— Start Records for this task —

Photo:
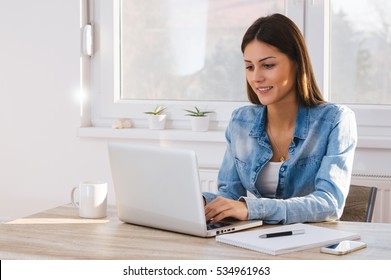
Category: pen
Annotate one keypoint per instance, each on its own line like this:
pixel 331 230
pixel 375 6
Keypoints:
pixel 282 233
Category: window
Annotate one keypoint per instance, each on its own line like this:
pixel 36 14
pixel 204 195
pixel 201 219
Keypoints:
pixel 145 56
pixel 350 55
pixel 170 49
pixel 360 51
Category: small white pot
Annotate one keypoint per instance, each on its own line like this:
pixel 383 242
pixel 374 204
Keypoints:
pixel 156 121
pixel 200 123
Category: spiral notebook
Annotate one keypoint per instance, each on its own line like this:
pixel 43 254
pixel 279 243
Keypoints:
pixel 314 236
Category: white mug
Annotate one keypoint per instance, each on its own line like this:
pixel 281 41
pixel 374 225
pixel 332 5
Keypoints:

— End Records for this task —

§ **Goal**
Update the listing above by replacing every occurrence of "Category" with "Class", and reproduce all of its lines with everything else unchanged. Omit the pictures from your answer.

§ **Finished task**
Photo:
Class: pen
Annotate one keypoint per instance, each on its own line like this:
pixel 331 230
pixel 375 6
Keypoints:
pixel 282 233
Class: window
Annotate one keypoint per instance, each on its own line like this:
pixel 36 14
pixel 204 195
pixel 201 219
Keypoints:
pixel 145 56
pixel 350 55
pixel 170 49
pixel 360 51
Class: small white pot
Annotate one keypoint per instance, each on its own line like this:
pixel 383 242
pixel 374 204
Keypoints:
pixel 156 121
pixel 200 123
Class: spiral notebook
Annotate one keypoint per instance, each on its own line like this:
pixel 43 254
pixel 279 243
Keypoints:
pixel 314 236
Class: white mug
Annotate one keypoint per instance, each on its own line like this:
pixel 281 41
pixel 374 225
pixel 332 5
Keypoints:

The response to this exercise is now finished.